• _Task brief_
Repeat only part of the entries. Start at the line that has "Where can you find the mist" and keep going through the last line, exactly as given.

Natural language region descriptions:
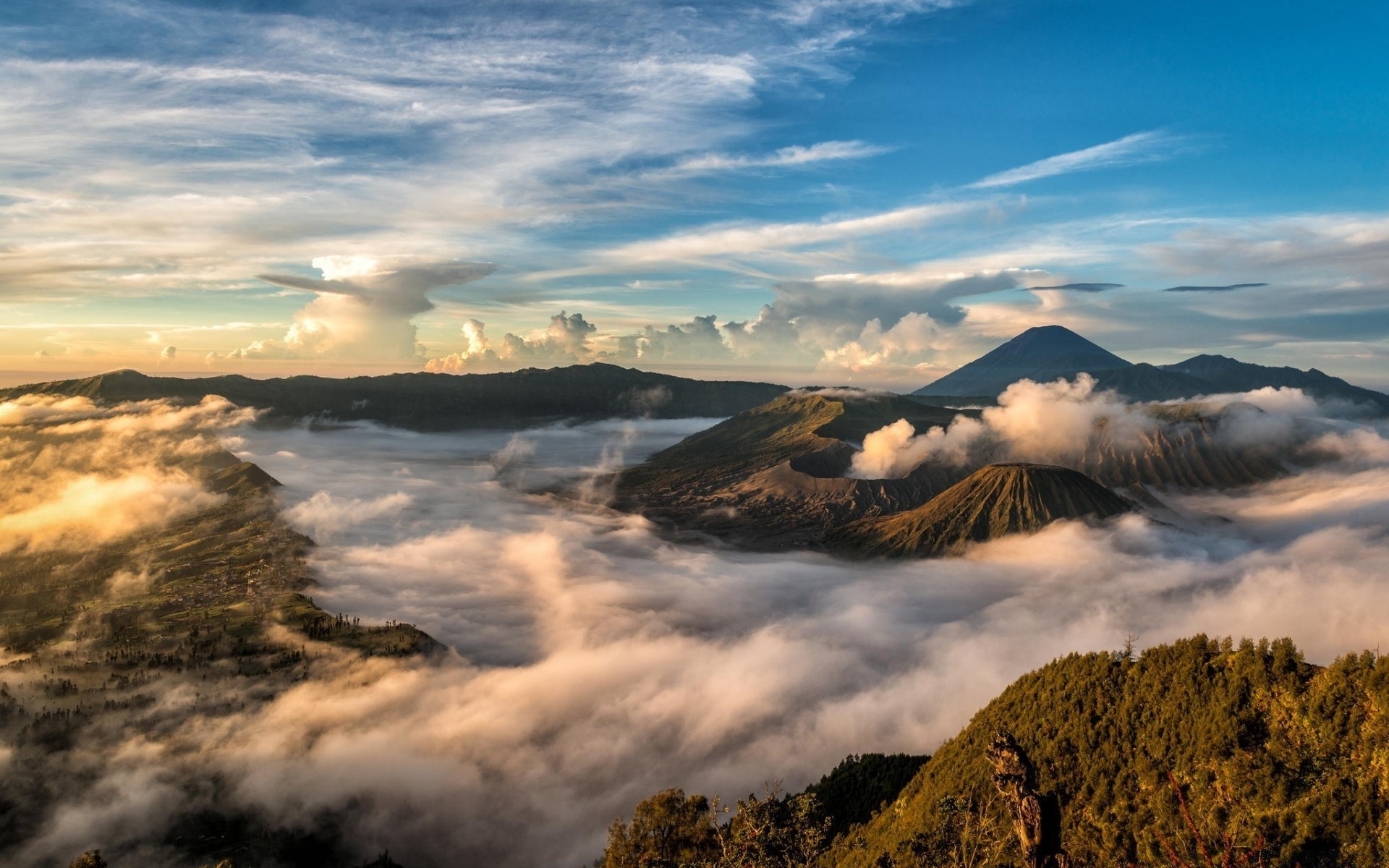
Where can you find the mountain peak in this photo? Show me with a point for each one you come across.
(995, 501)
(1041, 353)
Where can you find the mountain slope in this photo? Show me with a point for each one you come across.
(442, 401)
(1263, 745)
(1042, 353)
(992, 502)
(773, 477)
(1224, 374)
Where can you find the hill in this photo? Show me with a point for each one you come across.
(1197, 753)
(1049, 352)
(1042, 353)
(442, 401)
(992, 502)
(1224, 374)
(1263, 747)
(773, 477)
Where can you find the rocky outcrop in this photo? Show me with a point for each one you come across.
(1037, 817)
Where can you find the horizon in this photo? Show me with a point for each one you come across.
(800, 192)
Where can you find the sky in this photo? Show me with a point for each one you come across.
(866, 192)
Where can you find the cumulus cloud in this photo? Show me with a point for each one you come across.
(600, 661)
(1081, 286)
(564, 342)
(1227, 288)
(365, 309)
(785, 157)
(81, 472)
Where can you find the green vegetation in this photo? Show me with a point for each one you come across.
(441, 401)
(995, 501)
(677, 831)
(1271, 757)
(862, 785)
(1202, 753)
(210, 606)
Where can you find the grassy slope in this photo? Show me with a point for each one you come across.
(1263, 745)
(442, 401)
(995, 501)
(762, 438)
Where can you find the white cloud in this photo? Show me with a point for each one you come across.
(365, 309)
(785, 157)
(1129, 150)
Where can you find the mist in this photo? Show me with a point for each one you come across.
(595, 661)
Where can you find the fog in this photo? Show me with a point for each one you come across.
(596, 663)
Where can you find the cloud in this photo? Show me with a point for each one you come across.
(78, 472)
(1132, 149)
(229, 143)
(365, 309)
(564, 342)
(1213, 288)
(602, 663)
(785, 157)
(715, 246)
(1091, 288)
(1045, 422)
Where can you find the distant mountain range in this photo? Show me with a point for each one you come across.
(442, 401)
(1049, 352)
(776, 478)
(992, 502)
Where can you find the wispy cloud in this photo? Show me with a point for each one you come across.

• _Written solution_
Where can you find the mist in this photo? Show me with a point for each one you come across.
(595, 661)
Where can you find the fog in this photo? Show me with a point for each one you come across.
(596, 663)
Where can you find the cloud in this photo? Show me with a point for each one you come across.
(78, 472)
(1132, 149)
(229, 143)
(365, 309)
(564, 342)
(1213, 288)
(602, 663)
(785, 157)
(715, 246)
(1091, 288)
(1045, 422)
Where can you find the distant mountain range in this photo? Show me with a point for each one you come across.
(442, 401)
(1049, 352)
(776, 478)
(992, 502)
Where can you find the wispy cloud in this photo? Show me with a point for each one you come across.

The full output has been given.